JAKARTA – Tahun 1947-1948 adalah masa krusial bagi Indonesia yang baru saja mendeklarasikan kemerdekaan. Selain harus menghadapi Agresi Militer Belanda yang membuat ibukota Indonesia harus diungsikan ke Yogyakarta, Indonesia sebagai negara juga belum memiliki infrastruktur pertahanan yang memadai.
Keadaan ini menuntut pemerintah melakukan sejumlah inisiatif. Di tengah keadaan genting tersebut, Presiden Soekarno memberi tugas rahasia kepada seorang tokoh Muhammadiyah untuk membeli sebuah pesawat di India. Tokoh itu bernama Samaun Bakri.
Samaun Bakri, Pemuda Anti Kolonialisme
Samaun Bakri adalah putra kelahiran Nagari Kurai Taji, Nan Sabaris, Padang Pariaman, Sumatra Barat, 28 April 1908. Kakeknya dari garis ayah adalah Bagindo Tan Labiah, seorang dubalang Tuanku Imam Bonjol.

(Daftar Data)
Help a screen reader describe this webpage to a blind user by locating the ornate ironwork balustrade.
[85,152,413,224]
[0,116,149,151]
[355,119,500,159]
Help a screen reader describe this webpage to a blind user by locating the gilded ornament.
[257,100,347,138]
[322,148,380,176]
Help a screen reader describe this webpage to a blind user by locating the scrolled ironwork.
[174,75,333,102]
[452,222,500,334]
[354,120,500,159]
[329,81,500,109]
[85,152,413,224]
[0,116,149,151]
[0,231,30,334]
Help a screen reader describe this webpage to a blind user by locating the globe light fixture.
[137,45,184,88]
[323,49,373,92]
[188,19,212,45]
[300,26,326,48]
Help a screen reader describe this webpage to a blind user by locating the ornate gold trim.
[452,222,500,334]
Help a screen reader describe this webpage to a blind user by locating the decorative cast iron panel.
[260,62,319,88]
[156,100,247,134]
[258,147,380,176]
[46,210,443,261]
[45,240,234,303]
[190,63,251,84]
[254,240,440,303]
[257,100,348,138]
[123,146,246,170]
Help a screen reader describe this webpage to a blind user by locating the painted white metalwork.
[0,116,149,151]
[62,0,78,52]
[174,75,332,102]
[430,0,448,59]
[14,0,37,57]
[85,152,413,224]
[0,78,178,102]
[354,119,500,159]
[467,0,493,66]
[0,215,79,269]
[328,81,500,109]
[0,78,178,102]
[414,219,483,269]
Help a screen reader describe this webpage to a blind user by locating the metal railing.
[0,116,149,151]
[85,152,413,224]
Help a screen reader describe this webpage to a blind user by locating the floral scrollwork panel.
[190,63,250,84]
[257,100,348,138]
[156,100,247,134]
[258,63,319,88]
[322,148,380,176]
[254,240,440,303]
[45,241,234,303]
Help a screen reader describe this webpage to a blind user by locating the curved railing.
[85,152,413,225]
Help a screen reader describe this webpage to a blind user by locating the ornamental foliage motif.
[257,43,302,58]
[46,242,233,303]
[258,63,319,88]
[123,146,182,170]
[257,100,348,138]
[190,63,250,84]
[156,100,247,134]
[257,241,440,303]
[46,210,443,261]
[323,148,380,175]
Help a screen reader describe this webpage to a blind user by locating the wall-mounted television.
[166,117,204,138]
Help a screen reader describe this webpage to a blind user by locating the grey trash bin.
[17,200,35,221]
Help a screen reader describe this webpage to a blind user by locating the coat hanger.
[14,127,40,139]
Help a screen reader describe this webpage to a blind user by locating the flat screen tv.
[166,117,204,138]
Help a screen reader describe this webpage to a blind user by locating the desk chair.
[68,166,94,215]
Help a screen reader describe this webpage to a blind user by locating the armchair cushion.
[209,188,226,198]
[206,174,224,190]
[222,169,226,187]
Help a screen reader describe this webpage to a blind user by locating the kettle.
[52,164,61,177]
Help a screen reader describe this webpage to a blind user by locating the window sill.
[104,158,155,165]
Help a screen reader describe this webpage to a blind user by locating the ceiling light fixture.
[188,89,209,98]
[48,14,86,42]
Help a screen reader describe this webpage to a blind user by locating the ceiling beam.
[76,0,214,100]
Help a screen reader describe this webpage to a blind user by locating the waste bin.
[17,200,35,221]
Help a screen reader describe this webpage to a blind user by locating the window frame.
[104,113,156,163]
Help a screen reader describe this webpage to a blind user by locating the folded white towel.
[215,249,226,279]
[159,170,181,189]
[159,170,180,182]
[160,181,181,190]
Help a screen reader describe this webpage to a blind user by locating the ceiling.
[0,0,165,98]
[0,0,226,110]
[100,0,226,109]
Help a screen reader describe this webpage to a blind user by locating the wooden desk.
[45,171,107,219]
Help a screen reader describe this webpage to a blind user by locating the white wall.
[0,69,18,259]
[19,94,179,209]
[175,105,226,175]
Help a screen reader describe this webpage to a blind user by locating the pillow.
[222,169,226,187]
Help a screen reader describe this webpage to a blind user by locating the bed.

Petunjuk Tugas:
1. Jawablah pertanyaan berikut berdasarkan teks tentang Samaun Bakri.
(a) Ke mana ibu kota Indonesia diungsikan akibat Agresi Militer Belanda?
(b) Apa tugas rahasia yang diberikan Presiden Soekarno kepada Samaun Bakri?
(c) Siapa kakek Samaun Bakri dari garis ayah?
2. Tuliskan lanjutan teks tentang Samaun Bakri, dimulai setelah kalimat terakhirnya.

Daftar Jawaban:
1.
(a) Ke Yogyakarta.
(b) Membeli sebuah pesawat di India.
(c) Bagindo Tan Labiah, seorang dubalang Tuanku Imam Bonjol.

2.
Sikap anti kolonialisme Samaun muncul saat dirinya berusia 18 tahun. Kala itu dia bekerja di kantor Residen Belanda. Kerap menyaksikan kesewenang-wenangan Belanda terhadap pribumi, membuat sentimen anti penjajahannya lahir hingga dia banyak terlibat dalam aktivitas dengan pergerakan politik seperti Partai Nasional Indonesia (PNI), Partai Islam Indonesia (PII), Partai Syarikat Islam Indonesia (PSII), dan Persatuan Muslim Indonesia (Permi), Partai Indonesia Raya (PARINDRA).
Seorang Wartawan Kritis
Perjuangan Samaun melalui media massa dimulai dengan menjadi wartawan surat kabar Persamaan pada tahun 1929. Lewat media massa, dia kerap mengkritik kebijakan pemerintah kolonial sehingga membuat kontrolir Pariaman, Spits, marah dan mengusir Samaun dari tanah kelahirannya. Samaun lantas pindah ke Bengkulu bersama istri dan anaknya.
Di Bengkulu, Samaun menjadi redaksi di Koran Sasaran. Di surat kabar itu, dia kerap mengkritik petinggi adat bengkulu seperti Demang, Asisten Demang, Pasirah Dan Depati yang menyusahkan rakyat dengan menjadi kaki tangan pemerintah Hindia Belanda. Pemerintah akhirnya mengeluarkan persdelict atau surat peringatan kepada Surat Kabar Sasaran.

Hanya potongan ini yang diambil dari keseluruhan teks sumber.